- _YOUR OBJECTIVE_
Please continue the opinion piece on the Lockerbie bomber's release, starting after its final sentence.

- _PROVIDED TEXT_
========================================================================

Be in no doubt that despite his desperation to pass the buck, Gordon Brown is up to his neck in the decision to release the Lockerbie bomber.

Six weeks ago, he wrote a 'Dear Muammar' letter to the Libyan leader asking him not to make a song and dance about the homecoming of Abdelbaset Ali Mohamed Al Megrahi and wishing him a Happy Ramadan.

Gordon was perfectly well aware that the falafel was about to hit the fan. Megrahi's release had formed an integral part of every recent trade and diplomatic negotiation with Gaddafi.

Little Alex Salmond may be basking in vainglorious mischief, but the daisy chain of duplicity and deceit leads right back to Downing Street and the treacherous triumvirate of Brown, Blair and Mandelson.

Salmond is a bit-part player in this dark farce, the political equivalent of Ally MacLeod, the football manager who led Scotland to hilarious ignominy in the 1978 World Cup. (At least we were there!)

Six weeks ago, Gordon Brown wrote to Libyan leader Muammar Gaddafi asking for a low-key response to Megrahi's homecoming.

When I watched the Saltire being waved alongside the Libyan flag as Megrahi arrived back on home soil, I was reminded of the victory parade MacLeod staged in front of 25,000 delirious fans at Hampden Park before his squad had even boarded the plane to Argentina:

We're on the road with Alex's army, We're all going to Tripoli!

In the event, Scotland were stuffed by Peru, just as Salmond has been kippered by Libya, whatever he might kid himself.

The subplots swirling around this squalid affair, such as whether or not Megrahi is actually guilty, are all academic.

Of course he wasn't the mastermind, any more than the bloke who bought the rucksacks for the London Transport bombers was their Mr Big. But he was convicted in a British court of law
(Wrong again - Scottish Court under Scots Law sitting in Holland) and, cancer or no cancer, letting him out after eight years is, as Mandelson would say, 'offensive' to those who died and their families.

None of this is of any consequence to the main actors in this demeaning, disgusting drama. They live in their own squalid soap opera, while the rest of us can for now only either watch with horror or avert our eyes.

In their amoral universe, there is little difference between theatrically letting Jade Goody's boyfriend out of prison for his stag night and freeing a convicted terrorist involved in the murder of 270 innocent civilians.

It's all a game to these cynics. Surely, say the sophisticates, Gordon wouldn't have gone along with this simply because he thought it would damage the SNP at the next General Election.

========================================================================

- _INFORMATION SUPPLIED_
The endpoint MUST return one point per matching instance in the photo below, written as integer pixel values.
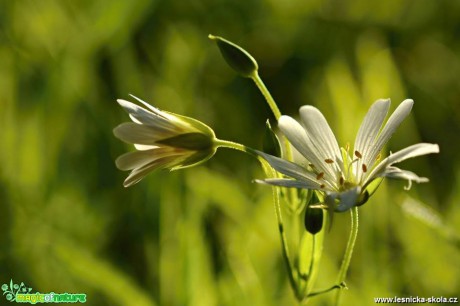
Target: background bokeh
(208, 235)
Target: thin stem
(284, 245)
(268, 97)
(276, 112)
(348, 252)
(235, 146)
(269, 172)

========================================================================

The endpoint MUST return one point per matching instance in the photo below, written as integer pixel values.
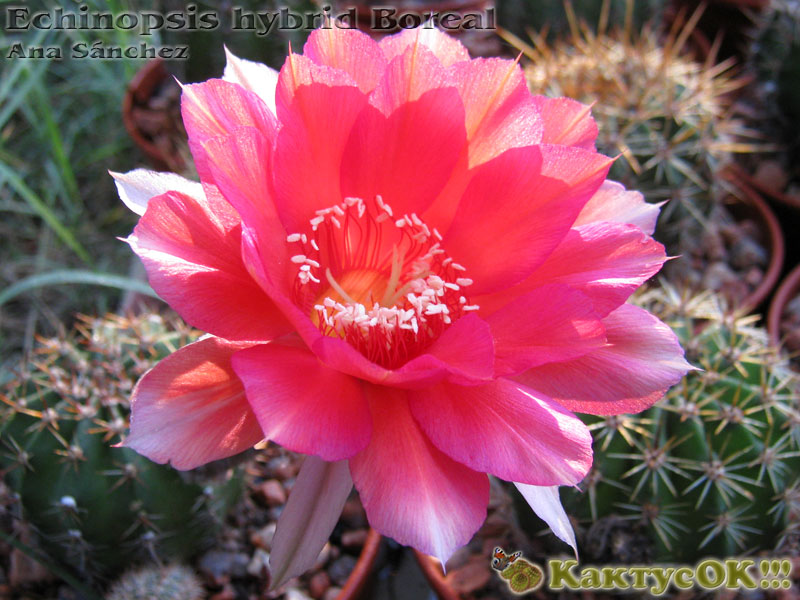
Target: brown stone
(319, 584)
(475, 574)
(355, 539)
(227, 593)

========================================================================

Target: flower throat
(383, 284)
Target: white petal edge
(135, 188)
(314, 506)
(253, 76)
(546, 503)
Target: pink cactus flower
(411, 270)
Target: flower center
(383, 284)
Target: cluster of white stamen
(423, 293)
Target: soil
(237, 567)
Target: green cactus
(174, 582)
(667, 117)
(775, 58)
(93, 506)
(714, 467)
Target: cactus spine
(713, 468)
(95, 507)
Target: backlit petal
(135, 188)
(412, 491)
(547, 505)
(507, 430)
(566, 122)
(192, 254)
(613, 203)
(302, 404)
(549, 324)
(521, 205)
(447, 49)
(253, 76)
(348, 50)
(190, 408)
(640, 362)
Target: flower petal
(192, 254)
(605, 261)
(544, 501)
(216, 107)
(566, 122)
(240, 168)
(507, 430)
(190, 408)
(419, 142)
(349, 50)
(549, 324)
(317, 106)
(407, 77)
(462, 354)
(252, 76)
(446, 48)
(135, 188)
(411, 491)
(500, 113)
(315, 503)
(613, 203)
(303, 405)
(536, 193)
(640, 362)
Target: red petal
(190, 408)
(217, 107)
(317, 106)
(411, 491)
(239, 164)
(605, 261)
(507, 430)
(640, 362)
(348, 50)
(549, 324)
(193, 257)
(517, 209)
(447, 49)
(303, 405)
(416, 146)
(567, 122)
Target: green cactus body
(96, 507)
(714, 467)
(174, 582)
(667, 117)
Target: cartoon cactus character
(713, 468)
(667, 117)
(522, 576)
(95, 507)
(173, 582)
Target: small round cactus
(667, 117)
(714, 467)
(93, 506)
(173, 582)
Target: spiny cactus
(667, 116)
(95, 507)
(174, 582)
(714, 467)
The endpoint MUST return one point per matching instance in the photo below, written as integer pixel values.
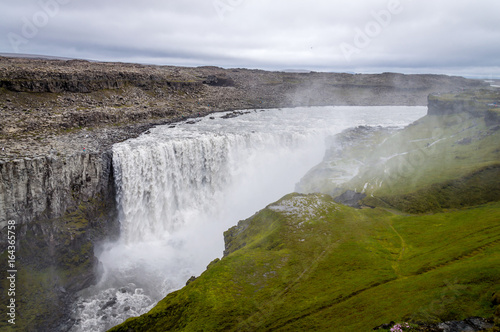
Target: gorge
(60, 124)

========================================================================

- _TASK RESPONSE_
That's precisely why he would have gone along with it. Every decision he ever takes is predicated upon what it can do for him personally and how much damage it will inflict on his political opponents. And to hell with the consequences.

Despite the preening world statesman posturing, Gordon is as much of a petty, point-scoring, partisan pygmy as the puffed-up playground posers in the SNP. (An abundance of aimless and absurd alliteration).

His stony silence is almost eloquent, serving both to insult our intelligence and remind us of the yellow streak the width of the Yangtze which passes for his backbone.

Imagine how this looks from the American end of the kaleidoscope. They had asked for Megrahi to be tried in Scotland because they believed in British (?) justice. Now they've discovered what a sick joke modern British justice (Scots Law is ancient - muppet) really is.

And consider what our front-line soldiers, many from Scottish regiments and sent to risk their lives fighting terrorism alongside the Americans in Afghanistan, must make of this shameful decision to show 'compassion' to a man convicted of this country's worst-ever terrorist attack.

Makes you proud to be British."


Want my opinion Dick?

Hate is an inevitably unrewarding state of mind......

....and frankly the decision based purely on OUR law, and not transitory but understandable feelings, made me proud to be Scottish.

p.s.

He missed out on mentioning, during his bizarre anti everything Scottish rant, the 6th greatest goal of all time.

© Noddy

Published by Toy Town™ Times

2 comments:

dickiebo said...

Hmmmmmmm....

Misssy M said...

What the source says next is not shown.